(WHAT THE TASK ASKS): Rewrite the lines below, substituting "object detection engine" for every occurrence of "visual grounding engine" and leaving everything else unchanged.

[Start RAW DATA]

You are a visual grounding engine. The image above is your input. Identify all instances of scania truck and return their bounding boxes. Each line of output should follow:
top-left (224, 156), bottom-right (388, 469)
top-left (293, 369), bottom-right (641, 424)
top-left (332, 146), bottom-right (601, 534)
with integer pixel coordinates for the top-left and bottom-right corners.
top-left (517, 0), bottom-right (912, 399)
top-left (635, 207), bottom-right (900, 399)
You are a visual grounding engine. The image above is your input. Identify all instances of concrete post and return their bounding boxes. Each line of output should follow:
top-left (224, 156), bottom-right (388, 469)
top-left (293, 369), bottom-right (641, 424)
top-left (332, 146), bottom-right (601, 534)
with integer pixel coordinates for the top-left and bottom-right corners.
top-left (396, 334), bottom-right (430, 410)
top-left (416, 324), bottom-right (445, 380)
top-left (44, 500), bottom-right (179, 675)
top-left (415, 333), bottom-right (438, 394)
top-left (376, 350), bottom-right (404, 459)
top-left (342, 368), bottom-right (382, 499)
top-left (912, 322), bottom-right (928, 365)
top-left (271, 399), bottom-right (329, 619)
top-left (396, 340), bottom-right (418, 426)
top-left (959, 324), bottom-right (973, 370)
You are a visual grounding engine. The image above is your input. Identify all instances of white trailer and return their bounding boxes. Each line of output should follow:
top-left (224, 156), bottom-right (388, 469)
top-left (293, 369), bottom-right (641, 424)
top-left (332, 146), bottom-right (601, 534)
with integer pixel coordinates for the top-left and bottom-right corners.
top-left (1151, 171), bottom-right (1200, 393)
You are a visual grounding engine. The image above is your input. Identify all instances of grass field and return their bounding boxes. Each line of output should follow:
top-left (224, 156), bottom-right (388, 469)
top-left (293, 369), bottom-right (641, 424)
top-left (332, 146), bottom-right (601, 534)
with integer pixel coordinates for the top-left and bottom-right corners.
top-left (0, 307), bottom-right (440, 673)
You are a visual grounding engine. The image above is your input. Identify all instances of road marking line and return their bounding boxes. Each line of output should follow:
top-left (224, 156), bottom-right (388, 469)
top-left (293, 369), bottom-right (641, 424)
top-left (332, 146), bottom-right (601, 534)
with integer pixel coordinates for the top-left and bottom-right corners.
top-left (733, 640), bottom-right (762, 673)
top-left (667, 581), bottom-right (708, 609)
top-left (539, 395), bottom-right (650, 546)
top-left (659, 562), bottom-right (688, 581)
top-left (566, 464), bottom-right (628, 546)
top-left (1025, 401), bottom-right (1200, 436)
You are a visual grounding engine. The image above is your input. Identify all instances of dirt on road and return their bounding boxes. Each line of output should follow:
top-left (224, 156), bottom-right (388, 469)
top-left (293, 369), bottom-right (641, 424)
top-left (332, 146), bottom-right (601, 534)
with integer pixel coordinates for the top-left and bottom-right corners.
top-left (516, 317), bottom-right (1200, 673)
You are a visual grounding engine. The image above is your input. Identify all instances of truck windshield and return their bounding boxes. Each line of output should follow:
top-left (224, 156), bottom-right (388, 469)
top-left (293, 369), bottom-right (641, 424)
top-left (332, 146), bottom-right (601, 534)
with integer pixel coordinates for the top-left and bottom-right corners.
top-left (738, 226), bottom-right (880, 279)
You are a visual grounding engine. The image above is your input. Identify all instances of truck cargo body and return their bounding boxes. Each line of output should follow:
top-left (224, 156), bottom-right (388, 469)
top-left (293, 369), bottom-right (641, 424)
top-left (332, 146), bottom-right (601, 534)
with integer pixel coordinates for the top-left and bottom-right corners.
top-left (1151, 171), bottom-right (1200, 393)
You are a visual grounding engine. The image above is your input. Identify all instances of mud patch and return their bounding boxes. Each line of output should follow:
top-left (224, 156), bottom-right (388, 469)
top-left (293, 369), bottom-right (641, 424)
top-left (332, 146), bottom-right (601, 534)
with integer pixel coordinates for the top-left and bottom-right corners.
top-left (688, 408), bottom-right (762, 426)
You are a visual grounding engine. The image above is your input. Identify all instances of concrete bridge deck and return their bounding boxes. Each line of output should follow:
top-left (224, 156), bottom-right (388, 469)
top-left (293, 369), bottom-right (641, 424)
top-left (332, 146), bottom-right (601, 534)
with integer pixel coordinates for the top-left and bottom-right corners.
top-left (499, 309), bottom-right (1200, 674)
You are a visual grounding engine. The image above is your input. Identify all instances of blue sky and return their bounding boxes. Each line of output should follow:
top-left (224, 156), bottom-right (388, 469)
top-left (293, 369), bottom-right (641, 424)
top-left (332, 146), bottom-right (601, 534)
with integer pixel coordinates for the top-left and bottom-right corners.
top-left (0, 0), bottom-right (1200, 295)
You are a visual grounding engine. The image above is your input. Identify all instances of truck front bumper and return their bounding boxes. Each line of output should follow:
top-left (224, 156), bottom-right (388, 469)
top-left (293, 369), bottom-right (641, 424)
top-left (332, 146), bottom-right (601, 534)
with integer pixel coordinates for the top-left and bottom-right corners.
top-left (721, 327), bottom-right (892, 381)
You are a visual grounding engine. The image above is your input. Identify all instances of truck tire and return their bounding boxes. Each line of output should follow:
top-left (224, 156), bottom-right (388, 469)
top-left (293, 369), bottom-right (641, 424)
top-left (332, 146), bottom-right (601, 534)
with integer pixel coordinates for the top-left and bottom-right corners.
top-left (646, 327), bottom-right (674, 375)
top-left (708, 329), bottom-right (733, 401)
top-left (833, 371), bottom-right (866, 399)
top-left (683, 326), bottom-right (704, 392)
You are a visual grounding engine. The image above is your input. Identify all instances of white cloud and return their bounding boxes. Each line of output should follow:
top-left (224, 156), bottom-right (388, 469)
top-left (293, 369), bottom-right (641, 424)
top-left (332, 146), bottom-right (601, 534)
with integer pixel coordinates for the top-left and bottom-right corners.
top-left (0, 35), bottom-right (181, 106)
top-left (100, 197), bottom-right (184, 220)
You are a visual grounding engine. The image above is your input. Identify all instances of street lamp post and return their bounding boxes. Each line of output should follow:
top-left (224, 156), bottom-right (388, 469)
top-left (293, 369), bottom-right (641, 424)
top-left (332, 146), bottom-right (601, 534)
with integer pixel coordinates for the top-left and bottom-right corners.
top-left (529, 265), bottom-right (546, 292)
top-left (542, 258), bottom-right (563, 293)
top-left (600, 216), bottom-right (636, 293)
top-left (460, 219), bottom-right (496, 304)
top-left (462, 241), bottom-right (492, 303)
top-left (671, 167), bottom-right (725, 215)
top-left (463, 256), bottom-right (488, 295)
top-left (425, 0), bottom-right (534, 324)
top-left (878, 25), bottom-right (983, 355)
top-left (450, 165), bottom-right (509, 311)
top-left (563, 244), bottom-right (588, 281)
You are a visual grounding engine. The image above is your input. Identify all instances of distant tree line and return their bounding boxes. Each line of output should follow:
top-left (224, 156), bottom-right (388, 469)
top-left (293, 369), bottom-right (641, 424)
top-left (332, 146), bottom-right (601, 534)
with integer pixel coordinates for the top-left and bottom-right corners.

[End RAW DATA]

(EXERCISE ANSWER):
You are a object detection engine. The image above is your input. Identify all instances of scania truck and return their bounding boxes. Each line of output should follow:
top-left (224, 156), bottom-right (388, 469)
top-left (293, 369), bottom-right (641, 424)
top-left (332, 146), bottom-right (601, 534)
with integer pixel coordinates for the top-left and bottom-right corners.
top-left (517, 0), bottom-right (912, 399)
top-left (635, 207), bottom-right (900, 399)
You are a object detection engine. The image above is your input. Identify all instances of concrete post and return their bounding boxes. Each line of output should follow:
top-left (224, 156), bottom-right (388, 469)
top-left (293, 369), bottom-right (641, 424)
top-left (332, 146), bottom-right (601, 534)
with integer pixel coordinates for the top-left and bottom-right corners.
top-left (396, 334), bottom-right (430, 410)
top-left (416, 324), bottom-right (445, 380)
top-left (44, 500), bottom-right (179, 675)
top-left (415, 333), bottom-right (438, 394)
top-left (376, 350), bottom-right (404, 459)
top-left (342, 368), bottom-right (382, 499)
top-left (912, 322), bottom-right (928, 365)
top-left (271, 399), bottom-right (329, 619)
top-left (396, 340), bottom-right (418, 426)
top-left (959, 324), bottom-right (973, 370)
You are a object detection engine. The image above is your input. Identify all instances of white trailer and return their bounding boxes. Each line of output should follow:
top-left (224, 156), bottom-right (388, 469)
top-left (293, 369), bottom-right (641, 424)
top-left (332, 146), bottom-right (601, 534)
with integer pixel coordinates for the top-left and bottom-right corners.
top-left (1151, 171), bottom-right (1200, 393)
You are a object detection engine. The image above is your input. Identify all instances of grass field and return their bounding boxes. Each line of output should follow:
top-left (224, 156), bottom-right (388, 469)
top-left (293, 369), bottom-right (641, 424)
top-left (332, 146), bottom-right (601, 534)
with integer pixel coordinates for the top-left and bottom-right corners.
top-left (0, 307), bottom-right (440, 673)
You are a object detection engine. The image above is your input. Identify all instances of road marking line and return their bounding boxes. Each line of output should follow:
top-left (224, 156), bottom-right (388, 469)
top-left (293, 369), bottom-right (641, 424)
top-left (332, 146), bottom-right (601, 534)
with integer pixel coordinates for the top-left and bottom-right corners.
top-left (733, 640), bottom-right (762, 673)
top-left (667, 581), bottom-right (708, 609)
top-left (539, 395), bottom-right (650, 546)
top-left (659, 562), bottom-right (688, 581)
top-left (566, 464), bottom-right (628, 546)
top-left (1025, 401), bottom-right (1200, 436)
You are a object detection engine. The image above is your input. Identify all instances of dirt on road and return their bounding boxes. Each line of output should follow:
top-left (224, 156), bottom-right (388, 469)
top-left (293, 369), bottom-right (641, 424)
top-left (332, 146), bottom-right (601, 534)
with integer pixel coordinates for the top-left and bottom-right corners.
top-left (516, 317), bottom-right (1200, 673)
You are a object detection engine. The image above is your input. Identify all instances of truck windshield and return their bounding boxes. Each line of output should follow:
top-left (224, 156), bottom-right (388, 469)
top-left (293, 369), bottom-right (641, 424)
top-left (332, 146), bottom-right (601, 534)
with integer pixel coordinates for the top-left and bottom-right corners.
top-left (738, 226), bottom-right (880, 279)
You are a object detection engine. The image above is your input. Identify all instances of truck cargo body and return their bounding boxes. Each line of output should follow:
top-left (224, 156), bottom-right (388, 469)
top-left (293, 369), bottom-right (641, 424)
top-left (332, 146), bottom-right (601, 534)
with integer pixel coordinates for the top-left and bottom-right corners.
top-left (1151, 171), bottom-right (1200, 393)
You are a object detection engine. The image above is your input. Identify all instances of mud patch and return their bounding boxes. Each line of output should follow:
top-left (224, 156), bottom-right (388, 469)
top-left (293, 369), bottom-right (641, 424)
top-left (332, 146), bottom-right (601, 534)
with integer pixel coordinates for the top-left and bottom-right corners.
top-left (688, 408), bottom-right (762, 426)
You are a object detection engine. The image above is your input. Identify all instances of concrete bridge deck and return their bounding boxes. Each line of output should follow:
top-left (224, 156), bottom-right (388, 469)
top-left (293, 369), bottom-right (641, 424)
top-left (332, 146), bottom-right (601, 534)
with integer pixel coordinates for the top-left and bottom-right corners.
top-left (499, 309), bottom-right (1200, 674)
You are a object detection engine. The image above is your input. Identify all instances of blue sky and return their bounding boxes. Each line of output should follow:
top-left (224, 156), bottom-right (388, 469)
top-left (293, 369), bottom-right (641, 424)
top-left (332, 146), bottom-right (601, 534)
with integer pixel coordinates for the top-left and bottom-right corners.
top-left (0, 0), bottom-right (1200, 295)
You are a object detection engine. The image above is your input. Identify all instances of truck front bumper and return their bounding boxes. Each line of output should follow:
top-left (224, 156), bottom-right (388, 469)
top-left (293, 369), bottom-right (641, 424)
top-left (332, 146), bottom-right (601, 534)
with integer pixel coordinates for the top-left and bottom-right corners.
top-left (721, 327), bottom-right (892, 381)
You are a object detection engine. The image above is your input. Identify all instances of truck tire and return their bounding boxes. Each line of output should follow:
top-left (224, 156), bottom-right (388, 469)
top-left (293, 369), bottom-right (641, 424)
top-left (332, 146), bottom-right (601, 534)
with integer pixel coordinates for the top-left and bottom-right corners.
top-left (646, 327), bottom-right (674, 375)
top-left (708, 329), bottom-right (733, 401)
top-left (833, 371), bottom-right (866, 399)
top-left (683, 326), bottom-right (704, 392)
You are a object detection engine. The image above is your input. Identify all instances of white cloud and return their bounding boxes. Each line of output should follow:
top-left (224, 156), bottom-right (388, 469)
top-left (293, 369), bottom-right (641, 424)
top-left (332, 146), bottom-right (601, 534)
with integer pixel coordinates for the top-left and bottom-right corners.
top-left (0, 35), bottom-right (181, 106)
top-left (100, 197), bottom-right (184, 220)
You are a object detection engine. The image above is your input. Identify all instances of street lamp post and return their bounding boxes. Each line of output should follow:
top-left (224, 156), bottom-right (388, 469)
top-left (293, 369), bottom-right (641, 424)
top-left (332, 146), bottom-right (601, 534)
with integer pixel coordinates for the top-left and bottom-right corners.
top-left (529, 265), bottom-right (546, 292)
top-left (542, 258), bottom-right (563, 293)
top-left (600, 216), bottom-right (636, 293)
top-left (460, 219), bottom-right (496, 304)
top-left (462, 241), bottom-right (492, 303)
top-left (671, 167), bottom-right (725, 215)
top-left (463, 256), bottom-right (488, 295)
top-left (425, 0), bottom-right (534, 324)
top-left (878, 25), bottom-right (983, 355)
top-left (450, 165), bottom-right (509, 311)
top-left (563, 244), bottom-right (588, 281)
You are a object detection engine. The image above is your input. Identify all instances of distant tree line and return their bounding boxes. Each line of output should follow:
top-left (224, 156), bottom-right (388, 469)
top-left (293, 369), bottom-right (641, 424)
top-left (332, 146), bottom-right (601, 534)
with integer pixel coordinates for the top-left and bottom-right corners.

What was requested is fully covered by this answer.